Acolytes from around the world flocked to Rome to sit at Montessori’s knee, and soon Montessori schools were popping up in Switzerland, England, the United States, India, China, Mexico, Syria and New Zealand. Alexander Graham Bell, who had started his career as a teacher of the deaf, was fascinated by Montessori and in 1912 established a Montessori class in his Washington, D.C. home for his two grandchildren and a half-dozen neighborhood kids. A Montessori class, taught in a glass-walled classroom, would be one of the most popular exhibitions at the 1915 Panama– Pacific International Exposition in San Francisco. But success proved more than even Montessori could handle. Though she had resigned her university chair to concentrate on the schools, she found herself overwhelmed by the demands for lectures, training and interviews. She complained bitterly about books describing her program and insisted that only she was qualified to train teachers. The fact that she had patented her teaching materials irked more than a few critics, one of whom decried the act as “sordid commercialism.”
Other educators also raised questions. Most prominent among them was William Heard Kilpatrick, a disciple of John Dewey, who dismissed Montessori’s methods as too formal and restrictive, failing to spark children’s imaginations sufficiently. By the 1920s, interest in Montessori had waned in the United States.
A Montessori revival began in the late 1950s, led by Nancy Rambusch, a mother frustrated by the lack of choices for her children’s education. After going to Europe for Montessori training, she started a school in Greenwich, Connecticut. Others followed. Today, there are some 5,000 Montessori schools in the United States, some affiliated with AMI, others with the American Montessori Society, founded by Rambusch. Some schools using Montessori methods are not certified at all, and some that claim to use them do anything but. The little research that exists on the benefits of the method indicates that Montessori students do well in the long term, but more research is needed. “We have to verify that we’re in tune with brain development, and that our kids are prepared at all levels,” says Jonathan Wolff, a Montessori teacher and consultant in Encinitas, California.

Text-to-region grounding items:
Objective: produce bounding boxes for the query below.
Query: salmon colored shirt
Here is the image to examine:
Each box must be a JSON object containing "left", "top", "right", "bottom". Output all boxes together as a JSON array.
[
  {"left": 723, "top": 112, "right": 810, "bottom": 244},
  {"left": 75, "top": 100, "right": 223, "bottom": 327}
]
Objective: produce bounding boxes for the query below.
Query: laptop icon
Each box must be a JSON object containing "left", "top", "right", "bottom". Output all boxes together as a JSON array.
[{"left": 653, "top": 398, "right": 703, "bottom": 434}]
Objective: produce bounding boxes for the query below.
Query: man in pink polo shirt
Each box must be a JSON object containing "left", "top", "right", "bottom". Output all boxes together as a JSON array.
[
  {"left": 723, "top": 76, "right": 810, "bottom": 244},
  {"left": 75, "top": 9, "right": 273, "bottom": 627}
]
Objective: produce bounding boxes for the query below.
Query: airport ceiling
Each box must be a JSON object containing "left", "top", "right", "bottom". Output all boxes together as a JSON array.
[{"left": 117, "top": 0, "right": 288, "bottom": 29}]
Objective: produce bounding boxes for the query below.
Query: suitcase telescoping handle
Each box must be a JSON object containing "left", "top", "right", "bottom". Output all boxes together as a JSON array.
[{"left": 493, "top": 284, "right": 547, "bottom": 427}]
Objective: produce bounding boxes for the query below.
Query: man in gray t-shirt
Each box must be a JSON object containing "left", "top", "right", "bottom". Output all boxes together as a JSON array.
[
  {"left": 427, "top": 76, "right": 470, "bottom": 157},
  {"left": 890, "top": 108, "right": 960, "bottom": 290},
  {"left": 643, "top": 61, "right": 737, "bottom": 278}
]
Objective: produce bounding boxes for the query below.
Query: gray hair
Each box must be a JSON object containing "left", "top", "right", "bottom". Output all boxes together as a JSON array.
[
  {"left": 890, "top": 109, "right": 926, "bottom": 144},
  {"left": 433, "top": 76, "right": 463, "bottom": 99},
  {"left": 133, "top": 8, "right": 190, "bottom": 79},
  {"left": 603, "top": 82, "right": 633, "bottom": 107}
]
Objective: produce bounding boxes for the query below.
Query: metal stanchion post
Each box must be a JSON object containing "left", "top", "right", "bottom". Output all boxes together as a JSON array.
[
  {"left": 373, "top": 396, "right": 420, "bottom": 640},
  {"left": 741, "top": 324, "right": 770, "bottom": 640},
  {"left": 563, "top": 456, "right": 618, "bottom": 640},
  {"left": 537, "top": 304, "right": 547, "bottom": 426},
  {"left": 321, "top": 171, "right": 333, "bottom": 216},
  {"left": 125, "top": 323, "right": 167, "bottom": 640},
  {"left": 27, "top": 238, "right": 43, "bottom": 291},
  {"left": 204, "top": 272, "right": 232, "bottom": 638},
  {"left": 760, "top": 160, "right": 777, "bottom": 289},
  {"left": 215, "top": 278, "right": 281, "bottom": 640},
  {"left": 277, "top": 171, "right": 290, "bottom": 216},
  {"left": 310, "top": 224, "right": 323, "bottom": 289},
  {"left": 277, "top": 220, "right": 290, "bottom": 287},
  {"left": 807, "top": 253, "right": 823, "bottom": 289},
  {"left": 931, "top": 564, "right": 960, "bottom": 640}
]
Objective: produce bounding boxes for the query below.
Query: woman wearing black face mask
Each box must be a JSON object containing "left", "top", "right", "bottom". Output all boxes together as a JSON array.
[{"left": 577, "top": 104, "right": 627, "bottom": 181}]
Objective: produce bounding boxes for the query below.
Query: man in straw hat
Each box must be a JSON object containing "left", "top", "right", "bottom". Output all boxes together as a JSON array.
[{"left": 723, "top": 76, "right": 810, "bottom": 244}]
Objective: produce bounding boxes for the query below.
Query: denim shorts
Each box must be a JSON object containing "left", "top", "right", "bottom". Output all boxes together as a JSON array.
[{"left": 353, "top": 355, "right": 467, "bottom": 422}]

# [Parts of the exercise]
(a) Print the part of the Montessori passage that opens with the words containing "A Montessori revival" and closes with "in Encinitas, California.".
(b) Carry on the Montessori passage from its last sentence.
The items are taken from a separate source.

# [Answers to each task]
(a)
A Montessori revival began in the late 1950s, led by Nancy Rambusch, a mother frustrated by the lack of choices for her children’s education. After going to Europe for Montessori training, she started a school in Greenwich, Connecticut. Others followed. Today, there are some 5,000 Montessori schools in the United States, some affiliated with AMI, others with the American Montessori Society, founded by Rambusch. Some schools using Montessori methods are not certified at all, and some that claim to use them do anything but. The little research that exists on the benefits of the method indicates that Montessori students do well in the long term, but more research is needed. “We have to verify that we’re in tune with brain development, and that our kids are prepared at all levels,” says Jonathan Wolff, a Montessori teacher and consultant in Encinitas, California.

(b)
Lilian Katz, professor emerita of early childhood education at the University of Illinois, says the criticisms of Montessori’s methods—obsession with the “correct” use of blocks and beads, the lack of emphasis on fantasy and creativity— are valid but don’t compromise the value of the program. “It’s pretty solid,” says Katz. “The strategies the teachers use are very clear. Children seem to respond well.”
With pinched budgets, little time for recess or music, and increased emphasis on standardized tests, these are tough times in education. But Maria Montessori’s legacy has never been more valued, even as it adapts to meet the needs of a new century. For some teachers, says Paul Epstein, head of the Chiaravalle Montessori School in Evanston, Illinois, “the materials have become the method. But you can do Montessori with a bucket of sticks and stones or any set of objects if you know the principles of learning.” Epstein’s middle school students don’t play with blocks. Instead, they’re doing something Maria never imagined, but doubtless would like. Last year, they ran the school’s snack bar, a hands-on task designed to help them with skills they will need as adults: common sense and time management. Says Epstein with a smile: “They’re learning to be entrepreneurs.”